> **Do this**: Retype the material below. Keep every word exactly as it is.

> **Information supplied**:
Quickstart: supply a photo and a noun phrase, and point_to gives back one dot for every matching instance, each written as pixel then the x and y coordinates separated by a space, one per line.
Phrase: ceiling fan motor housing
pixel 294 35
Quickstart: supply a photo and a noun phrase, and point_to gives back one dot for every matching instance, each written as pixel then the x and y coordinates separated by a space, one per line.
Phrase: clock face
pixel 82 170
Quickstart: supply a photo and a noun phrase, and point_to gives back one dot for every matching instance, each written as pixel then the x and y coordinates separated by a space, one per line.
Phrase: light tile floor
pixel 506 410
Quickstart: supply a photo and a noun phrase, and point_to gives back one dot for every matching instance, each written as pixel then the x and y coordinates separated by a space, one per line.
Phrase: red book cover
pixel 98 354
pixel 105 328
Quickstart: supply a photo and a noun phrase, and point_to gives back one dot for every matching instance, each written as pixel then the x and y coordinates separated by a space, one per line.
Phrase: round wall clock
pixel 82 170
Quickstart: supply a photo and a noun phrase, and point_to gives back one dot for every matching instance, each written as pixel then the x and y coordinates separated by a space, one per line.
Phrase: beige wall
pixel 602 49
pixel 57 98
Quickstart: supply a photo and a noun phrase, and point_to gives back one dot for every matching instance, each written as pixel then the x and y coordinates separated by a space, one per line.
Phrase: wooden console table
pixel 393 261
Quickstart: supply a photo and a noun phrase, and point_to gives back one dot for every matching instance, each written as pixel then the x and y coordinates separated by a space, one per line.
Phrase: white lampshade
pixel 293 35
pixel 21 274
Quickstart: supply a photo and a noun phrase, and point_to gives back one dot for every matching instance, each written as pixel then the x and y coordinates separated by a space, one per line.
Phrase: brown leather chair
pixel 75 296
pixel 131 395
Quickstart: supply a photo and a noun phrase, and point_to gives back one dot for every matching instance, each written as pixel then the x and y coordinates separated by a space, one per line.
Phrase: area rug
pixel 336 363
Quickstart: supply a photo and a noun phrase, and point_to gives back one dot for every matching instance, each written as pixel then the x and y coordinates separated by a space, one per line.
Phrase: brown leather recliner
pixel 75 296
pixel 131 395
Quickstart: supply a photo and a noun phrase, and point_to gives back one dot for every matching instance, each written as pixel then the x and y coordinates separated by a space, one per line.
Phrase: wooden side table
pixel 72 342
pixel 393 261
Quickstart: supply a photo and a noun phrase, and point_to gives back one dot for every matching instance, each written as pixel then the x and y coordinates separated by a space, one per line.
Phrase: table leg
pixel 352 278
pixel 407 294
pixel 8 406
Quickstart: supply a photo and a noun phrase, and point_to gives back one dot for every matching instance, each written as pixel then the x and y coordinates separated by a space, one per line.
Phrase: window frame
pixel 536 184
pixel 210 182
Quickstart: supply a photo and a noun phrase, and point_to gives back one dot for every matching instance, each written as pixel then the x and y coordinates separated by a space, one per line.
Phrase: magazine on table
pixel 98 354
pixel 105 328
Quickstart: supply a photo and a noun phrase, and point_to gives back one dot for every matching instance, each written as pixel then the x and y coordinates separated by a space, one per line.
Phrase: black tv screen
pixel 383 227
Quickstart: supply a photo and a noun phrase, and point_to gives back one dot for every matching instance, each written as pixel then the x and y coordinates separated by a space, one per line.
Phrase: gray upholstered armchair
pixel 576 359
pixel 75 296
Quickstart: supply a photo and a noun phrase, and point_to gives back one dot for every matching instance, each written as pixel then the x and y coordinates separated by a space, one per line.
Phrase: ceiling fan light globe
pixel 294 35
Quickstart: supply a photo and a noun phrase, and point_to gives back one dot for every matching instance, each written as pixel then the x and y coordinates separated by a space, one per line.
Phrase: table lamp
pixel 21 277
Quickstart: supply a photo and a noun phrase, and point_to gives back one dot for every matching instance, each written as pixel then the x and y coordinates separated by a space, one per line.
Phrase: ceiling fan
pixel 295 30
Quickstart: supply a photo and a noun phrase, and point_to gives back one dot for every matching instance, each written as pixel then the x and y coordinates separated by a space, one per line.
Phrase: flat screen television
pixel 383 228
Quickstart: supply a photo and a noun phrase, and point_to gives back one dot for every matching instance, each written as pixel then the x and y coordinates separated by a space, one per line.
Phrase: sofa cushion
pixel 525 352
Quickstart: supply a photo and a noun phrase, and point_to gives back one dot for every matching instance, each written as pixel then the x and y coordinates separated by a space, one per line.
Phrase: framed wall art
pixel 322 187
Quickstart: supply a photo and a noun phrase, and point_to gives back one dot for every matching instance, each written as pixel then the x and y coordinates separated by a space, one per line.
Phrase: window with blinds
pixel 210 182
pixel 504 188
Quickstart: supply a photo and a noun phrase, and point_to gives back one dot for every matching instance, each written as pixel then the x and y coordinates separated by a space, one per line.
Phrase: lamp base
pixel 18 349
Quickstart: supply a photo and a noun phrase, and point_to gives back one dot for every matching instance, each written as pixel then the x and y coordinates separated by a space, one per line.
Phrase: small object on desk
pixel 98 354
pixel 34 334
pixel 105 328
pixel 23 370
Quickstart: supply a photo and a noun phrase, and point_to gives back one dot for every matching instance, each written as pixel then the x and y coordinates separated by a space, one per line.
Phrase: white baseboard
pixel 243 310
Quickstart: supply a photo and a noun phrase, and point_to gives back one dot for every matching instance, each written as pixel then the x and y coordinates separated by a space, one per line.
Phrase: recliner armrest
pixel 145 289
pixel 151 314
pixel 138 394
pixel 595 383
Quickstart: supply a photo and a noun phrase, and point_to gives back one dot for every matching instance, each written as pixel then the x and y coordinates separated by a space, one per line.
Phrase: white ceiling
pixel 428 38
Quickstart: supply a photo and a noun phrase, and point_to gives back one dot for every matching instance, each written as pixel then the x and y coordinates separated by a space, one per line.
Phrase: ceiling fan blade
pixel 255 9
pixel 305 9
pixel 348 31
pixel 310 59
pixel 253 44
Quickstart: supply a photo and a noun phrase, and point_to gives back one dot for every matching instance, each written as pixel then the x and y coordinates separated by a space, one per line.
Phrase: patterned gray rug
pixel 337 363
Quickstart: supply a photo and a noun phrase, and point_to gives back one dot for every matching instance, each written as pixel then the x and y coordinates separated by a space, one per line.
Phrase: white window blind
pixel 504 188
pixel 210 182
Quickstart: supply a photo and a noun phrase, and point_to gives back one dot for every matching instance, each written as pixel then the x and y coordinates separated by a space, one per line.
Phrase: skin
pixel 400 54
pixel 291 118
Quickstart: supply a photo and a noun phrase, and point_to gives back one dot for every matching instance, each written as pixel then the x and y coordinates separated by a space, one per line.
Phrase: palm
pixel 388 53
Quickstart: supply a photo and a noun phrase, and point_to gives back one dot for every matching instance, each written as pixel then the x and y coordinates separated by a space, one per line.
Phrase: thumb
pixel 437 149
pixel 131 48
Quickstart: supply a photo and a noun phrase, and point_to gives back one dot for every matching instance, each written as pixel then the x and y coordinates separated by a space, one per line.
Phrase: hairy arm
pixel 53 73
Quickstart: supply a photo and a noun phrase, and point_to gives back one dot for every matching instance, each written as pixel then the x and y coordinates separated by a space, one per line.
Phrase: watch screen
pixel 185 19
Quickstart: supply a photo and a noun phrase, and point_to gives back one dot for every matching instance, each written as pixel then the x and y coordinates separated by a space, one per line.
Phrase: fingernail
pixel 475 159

> **Complete output**:
Quickstart: supply a photo and a noun phrase, and point_to gives back one dot for every matching instance, each written as pixel then the x and y coordinates separated by a space, one per line.
Phrase: ceiling fan motor housing
pixel 294 35
Quickstart: supply a photo and a noun phrase, and point_to gives back one dot for every matching instance, each written as pixel then the x and y coordinates separated by a space, one per line.
Phrase: clock face
pixel 82 170
Quickstart: supply a photo and a noun phrase, and point_to gives back one dot for every matching instance, each written as pixel then the x and y coordinates separated by a space, one per line.
Phrase: light tile floor
pixel 506 410
Quickstart: supply a photo and a noun phrase, and point_to gives back one dot for every matching instance, each written as pixel then the x and y coordinates separated by a space, one per line.
Phrase: red book cover
pixel 98 354
pixel 105 328
Quickstart: supply a photo and a noun phrase, and point_to gives back one dot for every matching instance, each written as pixel then the x and y coordinates separated by a space, one per line.
Phrase: round wall clock
pixel 82 170
Quickstart: supply a photo and a noun phrase, and point_to gives back one dot for every matching instance, each written as pixel then the x and y coordinates separated by a space, one per line.
Phrase: beige wall
pixel 602 49
pixel 57 98
Quickstart: supply a photo and a noun phrase, and point_to gives back one dot for every matching instance, each written as pixel then the x and y coordinates separated by a space, one per line.
Phrase: wooden console table
pixel 393 261
Quickstart: supply a photo and a noun phrase, and point_to gives back one dot for every matching instance, each written as pixel then the x and y coordinates separated by a space, one per line.
Phrase: white lampshade
pixel 293 35
pixel 21 274
Quickstart: supply a photo and a noun phrase, and point_to gives back one dot for every matching instance, each written as pixel then the x and y coordinates separated by a space, one per line.
Phrase: brown leather chair
pixel 75 296
pixel 131 395
Quickstart: supply a photo and a noun phrase, and point_to gives back one dot for every matching instance, each written as pixel then the x and y coordinates separated by a space, one per line.
Phrase: area rug
pixel 336 363
Quickstart: supply a photo and a noun phrase, and point_to gives back one dot for every matching instance, each written as pixel then the x and y coordinates separated by a space, one per line.
Phrase: brown leather recliner
pixel 75 296
pixel 131 395
Quickstart: supply a photo and a noun phrase, and point_to gives back one dot for every matching instance, each written as pixel then the x and y coordinates separated by a space, one per line.
Phrase: wooden side table
pixel 72 342
pixel 393 261
Quickstart: supply a photo and a noun phrase, and point_to gives back one dot for every matching instance, each written as pixel then the x and y coordinates separated by a space, one per line.
Phrase: table leg
pixel 352 278
pixel 407 294
pixel 8 406
Quickstart: supply a photo and a noun phrase, and point_to gives back one dot for every matching instance, each written as pixel then the x and y coordinates separated by a space, one per line.
Phrase: window frame
pixel 536 184
pixel 210 182
Quickstart: supply a photo and a noun phrase, and point_to gives back one dot for every matching instance, each written as pixel then the x and y coordinates separated by a space, one per line.
Phrase: magazine on table
pixel 98 354
pixel 105 328
Quickstart: supply a photo and a noun phrase, and point_to gives back one dot for every matching instance, each written as pixel then the x and y coordinates separated by a space, one per line.
Phrase: black tv screen
pixel 383 227
Quickstart: supply a photo and a noun phrase, and point_to gives back one dot for every matching instance, each written as pixel then the x and y coordinates separated by a space, one per line.
Phrase: gray upholstered armchair
pixel 576 359
pixel 75 296
Quickstart: supply a photo and a noun phrase, and point_to gives back one dot for every matching instance, each written as pixel then the x and y coordinates separated by a space, one per line.
Phrase: ceiling fan light globe
pixel 294 35
Quickstart: supply a photo and a noun phrase, and point_to gives back one dot for every matching instance, each written as pixel then the x and y coordinates separated by a space, one per line.
Phrase: table lamp
pixel 21 277
Quickstart: supply a photo and a noun phrase, and point_to gives back one dot for every matching instance, each written as pixel then the x and y coordinates separated by a space, one per line.
Phrase: ceiling fan
pixel 295 30
Quickstart: supply a photo and a noun phrase, and point_to gives back one dot for every matching instance, each written as pixel then the x and y coordinates separated by a space, one per line.
Phrase: flat screen television
pixel 383 228
Quickstart: supply a photo and a noun phrase, and point_to gives back one dot for every matching instance, each written as pixel then the x and y coordinates separated by a space, one per line.
Phrase: sofa cushion
pixel 525 352
Quickstart: supply a photo and a noun phrase, and point_to gives back one dot for every matching instance, each written as pixel then the x and y coordinates separated by a space, one per line.
Phrase: framed wall art
pixel 322 187
Quickstart: supply a photo and a noun phrase, and point_to gives back one dot for every matching instance, each written as pixel then the x and y coordinates separated by a space, one per line.
Phrase: window with blinds
pixel 210 182
pixel 504 188
Quickstart: supply a photo and a noun phrase, and point_to gives back one dot for every matching instance, each written as pixel then the x and y coordinates separated by a space, one per line.
Phrase: lamp base
pixel 18 349
Quickstart: supply a photo and a noun phrase, and point_to gives back one dot for every matching instance, each written as pixel then the x and y coordinates separated by a space, one per line.
Phrase: small object on desk
pixel 98 354
pixel 34 334
pixel 105 328
pixel 23 370
Quickstart: supply a photo and a noun phrase, and point_to gives back one dot for every matching instance, each written as pixel then the x and y coordinates separated by a space, one per line.
Phrase: white baseboard
pixel 243 310
Quickstart: supply a photo and a noun phrase, and point_to gives back one dot for every matching instance, each written as pixel then the x and y coordinates separated by a space, one per line.
Phrase: recliner armrest
pixel 145 289
pixel 151 314
pixel 138 394
pixel 595 383
Quickstart: supply a photo and a noun phrase, and point_to gives back one dot for every matching instance, each written as pixel then the x and y coordinates separated by a space, one per line.
Phrase: white ceiling
pixel 428 38
Quickstart: supply a photo and a noun phrase, and point_to gives back one dot for every matching instance, each written as pixel then the x and y coordinates separated by a space, one per line.
Phrase: ceiling fan blade
pixel 255 9
pixel 305 9
pixel 348 31
pixel 310 59
pixel 253 44
Quickstart: supply a photo and a noun phrase, and point_to gives back one dot for every matching instance, each written as pixel then the x and y coordinates separated by a space, one per line.
Phrase: patterned gray rug
pixel 337 363
Quickstart: supply a photo and a noun phrase, and point_to gives back one dot for every matching instance, each written as pixel then the x and y coordinates separated by a space, one per line.
Phrase: white window blind
pixel 504 188
pixel 210 182
Quickstart: supply a photo and a noun phrase, and point_to gives back one dot for every matching instance, each written as pixel then the x and y coordinates separated by a space, one per line.
Phrase: skin
pixel 400 54
pixel 291 118
Quickstart: supply a photo and a noun phrase, and point_to gives back one dot for every matching instance, each written as pixel then the x and y coordinates separated by a space, one per line.
Phrase: palm
pixel 388 53
Quickstart: supply a photo and a noun phrase, and point_to gives back one dot for every matching instance, each written as pixel then the x and y coordinates separated by a space, one per line.
Phrase: thumb
pixel 437 149
pixel 131 48
Quickstart: supply a photo and a noun phrase, and point_to gives back one dot for every matching instance, each written as pixel then the x and y coordinates separated by a space, one per line.
Phrase: hairy arm
pixel 53 73
Quickstart: supply a photo and a noun phrase, and point_to gives back one dot for every matching instance, each written as pixel then the x and y coordinates separated by a space, one per line.
Phrase: watch screen
pixel 185 19
Quickstart: supply a photo and a noun phrase, and point_to gives back one dot for every matching instance, each written as pixel then the x and y coordinates separated by a space, one per line.
Phrase: fingernail
pixel 475 159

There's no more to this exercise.